(Source text begins)
Scottish vaccine scheme cuts cervical cancer risk by 90 per cent
The routine vaccination of girls aged 12 or 13 with the human papillomavirus HPV vaccine in Scotland has led to a “dramatic” drop in cervical disease in later life, new research suggests.
Human papilomavirus (HPV) is one of the most common sexually transmitted infections and many countries, including the UK, offer vaccination to girls to protect them against cervical cancer, and other related cancers, in later life.
Researchers who published their findings in the British Medical Journal (BMJ) said the vaccine has nearly wiped out cases of cervical pre-cancer in young women since an immunisation programme was introduced 10 years ago.
They found the vaccine had led to a 90 per cent cut in pre-cancerous cells.
Unvaccinated women also showed a reduction in disease, possibly due to herd protection, say the researchers.
Previous studies suggest that vaccination protects against the most carcinogenic HPV types 16 and 18, which are responsible for 70 per cent of cervical cancer cases globally, but population data on the effect of routine vaccination on disease are lacking.
Scotland has an established national cervical screening programme and in 2008 introduced a national HPV immunisation programme for girls aged 12 and 13, with a catch-up programme up to age 18.
So a team led by Tim Palmer at the University of Edinburgh decided to use this data to measure the impact of routine vaccination of girls with the bivalent HPV vaccine (which targets HPV types 16 and 18) on levels of abnormal cells and cervical lesions (known as cervical intraepithelial neoplasia or CIN).
(Source text ends)
(Given data begins)
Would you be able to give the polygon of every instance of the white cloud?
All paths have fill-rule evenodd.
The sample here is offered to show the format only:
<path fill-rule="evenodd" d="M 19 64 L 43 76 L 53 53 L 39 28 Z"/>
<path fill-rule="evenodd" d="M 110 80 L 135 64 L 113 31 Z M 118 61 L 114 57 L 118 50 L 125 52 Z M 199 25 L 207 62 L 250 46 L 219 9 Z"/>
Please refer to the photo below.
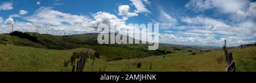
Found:
<path fill-rule="evenodd" d="M 144 3 L 146 1 L 146 3 L 148 3 L 150 2 L 148 1 L 142 1 L 142 0 L 130 0 L 133 5 L 136 7 L 137 11 L 139 13 L 144 13 L 146 14 L 151 13 L 151 11 L 147 9 L 147 6 Z"/>
<path fill-rule="evenodd" d="M 40 7 L 36 10 L 31 16 L 25 17 L 24 19 L 33 23 L 55 26 L 75 24 L 80 21 L 87 22 L 90 20 L 85 16 L 64 13 L 53 10 L 51 7 Z"/>
<path fill-rule="evenodd" d="M 11 15 L 9 15 L 9 17 L 11 17 L 11 18 L 22 17 L 22 16 L 20 15 L 19 15 L 19 14 L 11 14 Z"/>
<path fill-rule="evenodd" d="M 238 16 L 241 16 L 243 19 L 246 18 L 255 18 L 256 17 L 256 2 L 250 3 L 249 8 L 245 10 L 238 10 L 237 12 Z"/>
<path fill-rule="evenodd" d="M 138 14 L 136 12 L 131 13 L 129 11 L 130 7 L 129 5 L 121 5 L 118 6 L 118 15 L 122 15 L 127 17 L 138 16 Z"/>
<path fill-rule="evenodd" d="M 221 20 L 197 16 L 193 18 L 182 17 L 181 21 L 187 24 L 173 28 L 183 31 L 175 32 L 176 39 L 166 42 L 221 45 L 223 43 L 222 39 L 226 39 L 229 40 L 229 45 L 237 45 L 240 42 L 242 44 L 251 43 L 256 38 L 256 24 L 251 20 L 228 24 Z M 182 29 L 179 30 L 180 27 Z"/>
<path fill-rule="evenodd" d="M 36 5 L 40 5 L 40 4 L 41 4 L 40 1 L 37 1 L 36 2 Z"/>
<path fill-rule="evenodd" d="M 22 17 L 22 15 L 27 14 L 28 12 L 28 11 L 26 11 L 26 10 L 19 10 L 19 14 L 11 14 L 11 15 L 9 15 L 9 16 L 10 16 L 10 17 L 12 17 L 12 18 L 14 18 L 14 17 L 17 17 L 17 18 L 18 18 L 18 17 Z"/>
<path fill-rule="evenodd" d="M 5 20 L 5 23 L 6 24 L 9 24 L 10 23 L 12 23 L 12 24 L 14 24 L 14 20 L 13 20 L 13 19 L 12 18 L 9 17 L 8 19 L 7 19 Z"/>
<path fill-rule="evenodd" d="M 195 11 L 216 9 L 221 13 L 230 14 L 245 9 L 249 2 L 250 0 L 191 0 L 185 7 Z"/>
<path fill-rule="evenodd" d="M 1 10 L 8 10 L 13 9 L 13 3 L 11 3 L 10 2 L 5 2 L 0 5 L 0 11 Z"/>
<path fill-rule="evenodd" d="M 1 16 L 0 16 L 0 24 L 3 22 L 3 19 Z"/>
<path fill-rule="evenodd" d="M 25 15 L 25 14 L 27 14 L 27 13 L 28 13 L 28 11 L 24 10 L 19 10 L 19 14 Z"/>
<path fill-rule="evenodd" d="M 174 27 L 177 23 L 177 20 L 166 13 L 162 9 L 160 9 L 159 11 L 160 15 L 158 17 L 159 20 L 156 21 L 155 20 L 151 20 L 152 22 L 159 24 L 160 29 L 167 30 Z"/>

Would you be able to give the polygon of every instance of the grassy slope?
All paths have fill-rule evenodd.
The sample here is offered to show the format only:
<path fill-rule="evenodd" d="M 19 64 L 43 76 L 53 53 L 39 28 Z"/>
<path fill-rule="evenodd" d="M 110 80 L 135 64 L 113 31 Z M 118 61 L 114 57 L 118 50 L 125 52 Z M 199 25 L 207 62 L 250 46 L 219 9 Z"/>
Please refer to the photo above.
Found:
<path fill-rule="evenodd" d="M 73 52 L 86 51 L 79 48 L 71 50 L 49 50 L 12 45 L 0 45 L 0 71 L 61 71 L 64 68 L 64 60 L 69 59 Z M 256 71 L 256 47 L 229 49 L 233 53 L 238 71 Z M 164 58 L 163 57 L 164 56 Z M 125 59 L 106 61 L 108 57 L 93 61 L 88 60 L 85 71 L 224 71 L 225 63 L 217 64 L 217 57 L 223 56 L 222 51 L 212 51 L 202 55 L 189 55 L 188 52 L 177 51 L 162 56 L 152 56 L 143 59 Z M 141 68 L 136 63 L 141 62 Z M 152 69 L 150 69 L 152 63 Z"/>
<path fill-rule="evenodd" d="M 64 61 L 73 52 L 86 51 L 49 50 L 12 45 L 0 45 L 0 71 L 60 71 Z"/>
<path fill-rule="evenodd" d="M 107 56 L 112 60 L 115 60 L 119 57 L 134 59 L 150 55 L 163 55 L 163 53 L 156 51 L 148 51 L 147 47 L 133 46 L 131 45 L 100 45 L 96 40 L 97 34 L 75 35 L 67 38 L 46 34 L 36 35 L 35 35 L 35 33 L 31 32 L 29 34 L 31 35 L 36 36 L 38 42 L 32 42 L 27 39 L 11 36 L 8 34 L 0 34 L 0 42 L 3 41 L 8 44 L 49 49 L 92 48 L 98 52 L 100 55 Z M 5 40 L 7 41 L 6 42 Z M 110 50 L 113 51 L 109 51 Z"/>
<path fill-rule="evenodd" d="M 256 47 L 229 49 L 233 53 L 237 71 L 256 71 Z M 99 71 L 106 67 L 106 71 L 224 71 L 227 64 L 217 64 L 216 58 L 223 57 L 222 51 L 212 51 L 196 56 L 179 52 L 142 59 L 122 60 L 106 62 L 97 59 L 98 63 L 88 64 L 86 71 Z M 142 68 L 137 68 L 136 63 L 141 62 Z M 88 64 L 90 63 L 89 62 Z M 150 69 L 152 63 L 152 69 Z"/>

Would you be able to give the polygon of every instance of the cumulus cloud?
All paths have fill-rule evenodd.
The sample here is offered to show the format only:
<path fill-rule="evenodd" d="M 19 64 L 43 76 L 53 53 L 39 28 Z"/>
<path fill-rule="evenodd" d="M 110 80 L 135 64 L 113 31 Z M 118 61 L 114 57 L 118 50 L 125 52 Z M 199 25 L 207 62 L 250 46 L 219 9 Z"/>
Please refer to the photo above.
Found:
<path fill-rule="evenodd" d="M 0 11 L 2 10 L 13 10 L 13 3 L 10 2 L 4 2 L 0 4 Z"/>
<path fill-rule="evenodd" d="M 37 1 L 36 2 L 36 5 L 41 5 L 40 1 Z"/>
<path fill-rule="evenodd" d="M 191 0 L 185 7 L 196 11 L 217 9 L 222 13 L 236 13 L 246 7 L 250 0 Z"/>
<path fill-rule="evenodd" d="M 55 26 L 75 24 L 79 22 L 90 19 L 85 16 L 72 15 L 52 10 L 51 7 L 42 7 L 30 16 L 24 18 L 27 21 Z"/>
<path fill-rule="evenodd" d="M 240 42 L 251 43 L 251 39 L 255 38 L 254 35 L 256 25 L 253 20 L 228 24 L 221 20 L 197 16 L 182 17 L 181 21 L 187 24 L 181 26 L 184 28 L 181 30 L 183 31 L 175 32 L 175 35 L 178 36 L 172 39 L 175 42 L 220 45 L 223 43 L 222 39 L 226 39 L 229 40 L 230 45 L 237 45 Z M 180 30 L 177 28 L 179 27 L 173 28 Z"/>
<path fill-rule="evenodd" d="M 129 5 L 120 5 L 118 6 L 118 15 L 127 17 L 138 16 L 138 14 L 136 12 L 131 13 L 129 11 L 130 6 Z"/>
<path fill-rule="evenodd" d="M 19 10 L 19 14 L 25 15 L 25 14 L 27 14 L 27 13 L 28 13 L 28 11 L 24 10 Z"/>
<path fill-rule="evenodd" d="M 6 24 L 9 24 L 9 23 L 14 24 L 14 20 L 13 20 L 13 18 L 11 18 L 11 17 L 9 17 L 8 19 L 7 19 L 5 20 L 5 23 Z"/>
<path fill-rule="evenodd" d="M 170 29 L 172 27 L 175 27 L 177 20 L 170 15 L 166 13 L 162 9 L 160 9 L 159 16 L 158 17 L 159 20 L 151 20 L 153 23 L 159 24 L 160 28 L 163 30 Z"/>
<path fill-rule="evenodd" d="M 0 16 L 0 24 L 3 22 L 3 19 L 1 16 Z"/>
<path fill-rule="evenodd" d="M 133 5 L 136 7 L 137 11 L 138 13 L 151 13 L 151 11 L 147 9 L 147 6 L 145 5 L 144 3 L 146 4 L 150 3 L 150 2 L 147 0 L 130 0 Z"/>
<path fill-rule="evenodd" d="M 28 13 L 28 11 L 26 11 L 26 10 L 19 10 L 18 14 L 11 14 L 11 15 L 9 15 L 9 16 L 10 17 L 12 17 L 12 18 L 14 18 L 14 17 L 22 17 L 22 15 L 25 15 L 25 14 L 27 14 Z"/>

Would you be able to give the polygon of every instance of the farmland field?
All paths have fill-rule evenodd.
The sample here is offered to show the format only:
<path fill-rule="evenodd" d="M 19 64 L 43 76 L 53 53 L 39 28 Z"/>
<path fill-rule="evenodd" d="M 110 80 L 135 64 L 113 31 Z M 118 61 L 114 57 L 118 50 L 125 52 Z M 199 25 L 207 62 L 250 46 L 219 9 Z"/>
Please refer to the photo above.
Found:
<path fill-rule="evenodd" d="M 0 45 L 0 71 L 69 71 L 71 66 L 64 67 L 64 61 L 69 60 L 73 52 L 85 51 L 86 48 L 53 50 L 13 45 Z M 237 71 L 256 70 L 256 47 L 229 49 L 233 53 Z M 100 56 L 86 62 L 84 71 L 224 71 L 228 64 L 217 58 L 224 57 L 221 50 L 190 55 L 189 52 L 177 51 L 160 56 L 108 61 Z M 137 64 L 141 63 L 141 67 Z"/>

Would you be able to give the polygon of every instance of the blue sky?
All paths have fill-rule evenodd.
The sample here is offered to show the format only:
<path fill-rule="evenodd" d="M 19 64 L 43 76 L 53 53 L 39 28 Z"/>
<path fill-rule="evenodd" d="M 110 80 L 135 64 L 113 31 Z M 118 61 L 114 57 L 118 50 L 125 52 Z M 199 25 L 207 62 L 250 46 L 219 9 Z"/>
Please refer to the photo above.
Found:
<path fill-rule="evenodd" d="M 14 30 L 55 34 L 97 32 L 101 23 L 158 23 L 160 42 L 222 45 L 256 42 L 256 2 L 251 0 L 1 0 L 0 33 Z M 49 34 L 49 33 L 48 33 Z"/>

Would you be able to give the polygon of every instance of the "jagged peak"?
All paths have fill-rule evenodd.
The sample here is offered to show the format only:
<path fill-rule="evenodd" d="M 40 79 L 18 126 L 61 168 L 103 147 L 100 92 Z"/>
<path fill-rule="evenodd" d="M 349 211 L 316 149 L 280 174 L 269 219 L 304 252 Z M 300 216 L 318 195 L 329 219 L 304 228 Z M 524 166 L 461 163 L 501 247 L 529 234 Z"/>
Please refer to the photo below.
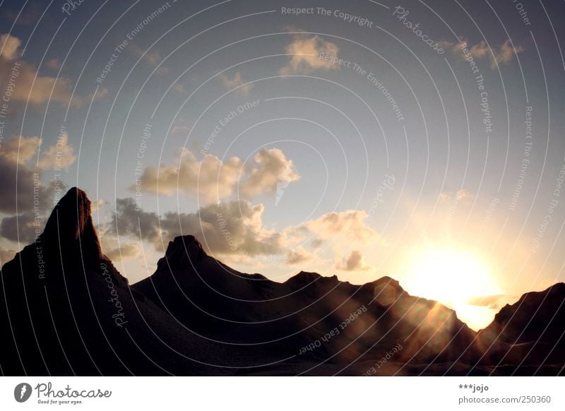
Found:
<path fill-rule="evenodd" d="M 86 193 L 73 187 L 63 196 L 47 219 L 41 239 L 48 244 L 59 244 L 62 249 L 80 247 L 83 256 L 102 258 Z"/>
<path fill-rule="evenodd" d="M 206 256 L 202 244 L 194 235 L 174 237 L 167 246 L 165 256 L 157 263 L 157 269 L 189 266 Z"/>

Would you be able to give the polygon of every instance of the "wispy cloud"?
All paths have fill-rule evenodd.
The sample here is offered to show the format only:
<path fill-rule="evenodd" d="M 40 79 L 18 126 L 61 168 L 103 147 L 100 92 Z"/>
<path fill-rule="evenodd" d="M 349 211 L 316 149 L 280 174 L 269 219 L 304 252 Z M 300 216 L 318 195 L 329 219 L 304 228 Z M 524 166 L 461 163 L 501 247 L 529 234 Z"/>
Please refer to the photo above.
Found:
<path fill-rule="evenodd" d="M 285 47 L 290 56 L 288 64 L 279 70 L 279 74 L 309 74 L 316 70 L 338 70 L 339 66 L 320 58 L 320 54 L 337 57 L 339 49 L 331 42 L 318 35 L 296 35 L 292 43 Z"/>

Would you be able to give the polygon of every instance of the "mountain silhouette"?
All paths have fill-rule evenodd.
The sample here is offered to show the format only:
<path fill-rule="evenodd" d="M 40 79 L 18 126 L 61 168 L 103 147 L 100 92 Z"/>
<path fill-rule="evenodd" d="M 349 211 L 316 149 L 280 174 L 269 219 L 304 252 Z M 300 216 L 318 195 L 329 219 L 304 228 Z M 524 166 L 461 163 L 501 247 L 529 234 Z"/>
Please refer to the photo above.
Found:
<path fill-rule="evenodd" d="M 562 374 L 565 285 L 525 294 L 476 333 L 383 277 L 239 273 L 194 236 L 130 285 L 73 188 L 1 270 L 4 375 Z"/>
(Given data ends)
# Complete the following
1) According to the HPV vaccine article, in what year did Scotland introduce its national HPV immunization program for girls?
2) Carry the HPV vaccine article forward from its last sentence.

# Per-task outputs
1) 2008

2)
They analysed vaccination and screening records for 138,692 women born between 1988 and 1996 who had a screening test result recorded at age 20 (the age of invitation to first cervical screening in Scotland until mid 2016, when the starting age was raised to 25 years).
Unvaccinated women also showed a reduction in disease, suggesting that interruption of HPV transmission in Scotland has created substantial herd protection.
The researchers point to some limitations. For example, the analysis was confined to women who attended cervical screening at age 20 (51 per cent for vaccinated women and 23 per cent for unvaccinated women), possibly leading to over-estimation of vaccine effectiveness.
However, the high uptake of vaccination, similarity in distribution of HPV type in attenders and non-attenders, and the appearance of herd protection “give reassurance that the observations can be extrapolated to the general population,” they write.
They say this study demonstrates that routine immunisation with the bivalent HPV vaccine is highly effective against high grade cervical disease, and they call for reappraisal of screening and referral services to reflect this evidence.
“The findings emphasise the credibility of using high risk HPV infection as an early marker of the effectiveness and success of the vaccine and underpin the recent call for global action on cervical cancer from the World Health Organization,” they conclude.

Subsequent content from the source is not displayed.